## CHALLENGE
Pick out every line in the material that contains the string "wooden", matching case exactly, and copy each of those lines.

## INFORMATION PROVIDED
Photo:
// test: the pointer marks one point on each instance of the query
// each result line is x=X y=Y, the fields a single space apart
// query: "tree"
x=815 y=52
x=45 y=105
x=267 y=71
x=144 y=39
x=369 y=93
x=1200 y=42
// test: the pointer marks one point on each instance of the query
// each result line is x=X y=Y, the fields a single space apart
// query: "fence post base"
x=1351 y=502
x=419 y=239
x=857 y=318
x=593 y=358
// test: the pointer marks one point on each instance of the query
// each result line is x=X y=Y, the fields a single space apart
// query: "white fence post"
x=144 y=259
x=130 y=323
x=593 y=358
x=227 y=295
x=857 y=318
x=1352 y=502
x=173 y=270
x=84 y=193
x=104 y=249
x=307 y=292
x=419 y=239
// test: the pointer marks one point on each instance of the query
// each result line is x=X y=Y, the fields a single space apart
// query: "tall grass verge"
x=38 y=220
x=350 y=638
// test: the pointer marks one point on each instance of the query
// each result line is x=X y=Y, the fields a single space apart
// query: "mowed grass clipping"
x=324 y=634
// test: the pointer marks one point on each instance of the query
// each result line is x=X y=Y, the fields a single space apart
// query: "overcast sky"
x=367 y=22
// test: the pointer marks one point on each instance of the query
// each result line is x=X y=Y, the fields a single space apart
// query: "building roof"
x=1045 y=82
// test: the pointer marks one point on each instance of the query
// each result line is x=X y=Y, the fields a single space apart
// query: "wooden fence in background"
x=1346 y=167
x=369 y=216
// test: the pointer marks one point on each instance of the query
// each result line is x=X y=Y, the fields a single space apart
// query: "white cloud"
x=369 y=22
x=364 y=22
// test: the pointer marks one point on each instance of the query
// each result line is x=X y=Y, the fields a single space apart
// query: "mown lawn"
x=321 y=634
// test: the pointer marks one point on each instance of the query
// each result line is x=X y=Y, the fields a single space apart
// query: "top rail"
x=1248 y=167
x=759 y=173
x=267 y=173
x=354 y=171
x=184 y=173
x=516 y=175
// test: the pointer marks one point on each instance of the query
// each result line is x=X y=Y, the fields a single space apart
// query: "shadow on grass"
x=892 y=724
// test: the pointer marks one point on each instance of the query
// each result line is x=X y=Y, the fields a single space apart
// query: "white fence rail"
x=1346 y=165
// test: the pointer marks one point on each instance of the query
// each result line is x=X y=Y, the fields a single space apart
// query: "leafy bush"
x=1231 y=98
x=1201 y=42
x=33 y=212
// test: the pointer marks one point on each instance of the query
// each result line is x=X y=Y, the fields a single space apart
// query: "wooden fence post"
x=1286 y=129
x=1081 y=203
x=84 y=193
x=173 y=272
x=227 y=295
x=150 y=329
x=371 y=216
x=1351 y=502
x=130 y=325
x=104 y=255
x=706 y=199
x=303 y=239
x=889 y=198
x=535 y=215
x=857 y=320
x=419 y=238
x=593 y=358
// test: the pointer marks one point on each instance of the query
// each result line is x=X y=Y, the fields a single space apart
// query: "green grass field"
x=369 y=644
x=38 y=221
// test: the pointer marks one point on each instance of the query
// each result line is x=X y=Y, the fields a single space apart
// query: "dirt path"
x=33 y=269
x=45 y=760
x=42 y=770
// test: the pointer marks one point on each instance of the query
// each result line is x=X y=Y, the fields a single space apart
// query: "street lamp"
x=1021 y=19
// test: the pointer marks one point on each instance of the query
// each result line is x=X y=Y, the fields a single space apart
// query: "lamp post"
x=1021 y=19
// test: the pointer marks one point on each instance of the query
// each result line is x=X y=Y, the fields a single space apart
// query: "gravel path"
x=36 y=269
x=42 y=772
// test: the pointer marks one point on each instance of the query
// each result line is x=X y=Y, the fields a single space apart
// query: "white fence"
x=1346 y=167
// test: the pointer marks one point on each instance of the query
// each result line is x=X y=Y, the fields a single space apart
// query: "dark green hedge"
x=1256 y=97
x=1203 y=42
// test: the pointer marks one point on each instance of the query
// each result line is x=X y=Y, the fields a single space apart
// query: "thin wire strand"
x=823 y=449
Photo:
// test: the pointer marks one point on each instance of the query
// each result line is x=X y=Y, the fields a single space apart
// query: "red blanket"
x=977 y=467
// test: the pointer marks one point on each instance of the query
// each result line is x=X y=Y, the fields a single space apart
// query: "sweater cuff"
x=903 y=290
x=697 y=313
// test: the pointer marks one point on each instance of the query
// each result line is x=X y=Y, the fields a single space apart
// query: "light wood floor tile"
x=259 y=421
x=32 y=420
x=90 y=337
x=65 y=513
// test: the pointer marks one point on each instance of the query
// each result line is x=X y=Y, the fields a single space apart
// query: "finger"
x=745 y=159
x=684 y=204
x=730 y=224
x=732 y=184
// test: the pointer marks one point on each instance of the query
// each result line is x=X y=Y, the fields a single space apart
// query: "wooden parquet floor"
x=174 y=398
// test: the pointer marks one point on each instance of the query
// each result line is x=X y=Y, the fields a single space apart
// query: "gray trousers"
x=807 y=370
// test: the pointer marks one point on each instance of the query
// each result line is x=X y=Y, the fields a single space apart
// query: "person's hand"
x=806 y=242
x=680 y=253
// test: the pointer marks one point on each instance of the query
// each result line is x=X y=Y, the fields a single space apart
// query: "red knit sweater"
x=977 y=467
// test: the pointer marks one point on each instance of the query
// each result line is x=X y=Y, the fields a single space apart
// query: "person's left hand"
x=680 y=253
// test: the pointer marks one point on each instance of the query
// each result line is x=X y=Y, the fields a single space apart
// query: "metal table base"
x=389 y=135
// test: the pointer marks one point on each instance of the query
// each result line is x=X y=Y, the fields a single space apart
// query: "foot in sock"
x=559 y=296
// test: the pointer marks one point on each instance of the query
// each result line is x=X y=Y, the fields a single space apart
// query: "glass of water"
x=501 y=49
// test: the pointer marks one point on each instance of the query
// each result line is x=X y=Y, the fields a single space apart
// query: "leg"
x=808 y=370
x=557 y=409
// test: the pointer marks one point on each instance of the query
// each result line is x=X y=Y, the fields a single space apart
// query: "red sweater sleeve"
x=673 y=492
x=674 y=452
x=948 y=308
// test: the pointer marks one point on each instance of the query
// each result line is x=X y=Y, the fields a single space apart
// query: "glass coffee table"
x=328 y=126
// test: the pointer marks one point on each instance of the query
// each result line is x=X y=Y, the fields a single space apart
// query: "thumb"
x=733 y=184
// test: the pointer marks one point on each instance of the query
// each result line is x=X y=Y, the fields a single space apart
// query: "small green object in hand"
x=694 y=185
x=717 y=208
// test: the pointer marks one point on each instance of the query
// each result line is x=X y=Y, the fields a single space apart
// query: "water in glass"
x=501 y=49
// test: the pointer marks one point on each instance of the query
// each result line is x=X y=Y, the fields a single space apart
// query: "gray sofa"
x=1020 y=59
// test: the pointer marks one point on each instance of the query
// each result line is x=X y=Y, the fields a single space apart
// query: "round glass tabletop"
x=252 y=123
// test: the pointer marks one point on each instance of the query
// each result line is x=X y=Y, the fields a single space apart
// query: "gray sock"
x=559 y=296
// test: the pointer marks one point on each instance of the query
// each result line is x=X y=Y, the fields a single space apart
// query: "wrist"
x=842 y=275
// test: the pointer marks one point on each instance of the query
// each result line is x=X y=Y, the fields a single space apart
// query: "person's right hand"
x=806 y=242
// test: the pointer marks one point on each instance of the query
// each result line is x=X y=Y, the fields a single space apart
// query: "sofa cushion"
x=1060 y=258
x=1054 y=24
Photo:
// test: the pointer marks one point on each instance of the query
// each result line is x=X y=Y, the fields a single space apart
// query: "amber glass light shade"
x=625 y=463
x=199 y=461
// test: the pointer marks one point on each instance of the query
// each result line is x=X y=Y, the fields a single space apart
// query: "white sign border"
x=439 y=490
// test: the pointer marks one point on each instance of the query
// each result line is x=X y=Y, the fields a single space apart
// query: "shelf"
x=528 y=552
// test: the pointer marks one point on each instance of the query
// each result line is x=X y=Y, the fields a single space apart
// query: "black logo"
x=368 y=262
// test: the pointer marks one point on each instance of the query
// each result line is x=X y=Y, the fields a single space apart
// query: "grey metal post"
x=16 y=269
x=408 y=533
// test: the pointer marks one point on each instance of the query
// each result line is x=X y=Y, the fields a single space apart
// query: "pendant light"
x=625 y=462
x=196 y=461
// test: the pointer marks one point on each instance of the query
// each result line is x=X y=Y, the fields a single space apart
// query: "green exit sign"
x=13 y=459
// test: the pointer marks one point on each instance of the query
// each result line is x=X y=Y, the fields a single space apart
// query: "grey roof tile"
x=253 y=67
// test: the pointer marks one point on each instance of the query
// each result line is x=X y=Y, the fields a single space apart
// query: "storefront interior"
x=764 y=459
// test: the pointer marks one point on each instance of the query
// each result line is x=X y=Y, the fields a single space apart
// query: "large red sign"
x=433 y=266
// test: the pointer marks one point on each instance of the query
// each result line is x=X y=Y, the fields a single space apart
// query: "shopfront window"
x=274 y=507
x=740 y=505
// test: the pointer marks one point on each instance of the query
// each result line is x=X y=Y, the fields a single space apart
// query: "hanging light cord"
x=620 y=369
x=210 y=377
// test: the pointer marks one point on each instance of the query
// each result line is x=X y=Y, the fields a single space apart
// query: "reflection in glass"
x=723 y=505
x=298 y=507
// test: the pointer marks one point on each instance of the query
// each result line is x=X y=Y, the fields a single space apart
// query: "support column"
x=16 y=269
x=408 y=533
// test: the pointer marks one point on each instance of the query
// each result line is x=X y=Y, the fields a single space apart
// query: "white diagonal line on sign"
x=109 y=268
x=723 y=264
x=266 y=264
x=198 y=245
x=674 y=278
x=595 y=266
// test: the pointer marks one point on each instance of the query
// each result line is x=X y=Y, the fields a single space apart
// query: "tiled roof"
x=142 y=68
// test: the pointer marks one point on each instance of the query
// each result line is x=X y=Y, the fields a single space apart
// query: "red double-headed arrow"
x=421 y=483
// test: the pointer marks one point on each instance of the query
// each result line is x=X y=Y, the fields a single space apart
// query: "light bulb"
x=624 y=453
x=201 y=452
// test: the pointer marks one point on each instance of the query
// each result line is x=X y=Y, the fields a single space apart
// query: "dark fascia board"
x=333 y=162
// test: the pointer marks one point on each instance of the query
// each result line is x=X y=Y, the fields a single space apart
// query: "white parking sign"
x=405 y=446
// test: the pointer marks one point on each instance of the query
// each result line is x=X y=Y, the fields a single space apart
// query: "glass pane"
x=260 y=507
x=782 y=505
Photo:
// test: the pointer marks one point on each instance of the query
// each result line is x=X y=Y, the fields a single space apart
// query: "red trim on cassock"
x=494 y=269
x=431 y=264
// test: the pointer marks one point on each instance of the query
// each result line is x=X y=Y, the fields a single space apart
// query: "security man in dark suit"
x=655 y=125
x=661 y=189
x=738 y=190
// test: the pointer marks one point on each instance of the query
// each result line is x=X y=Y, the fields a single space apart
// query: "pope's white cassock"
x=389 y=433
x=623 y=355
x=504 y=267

## TASK RESULT
// query: "wooden fence in background"
// query: "wooden fence post"
// query: "wooden parquet floor"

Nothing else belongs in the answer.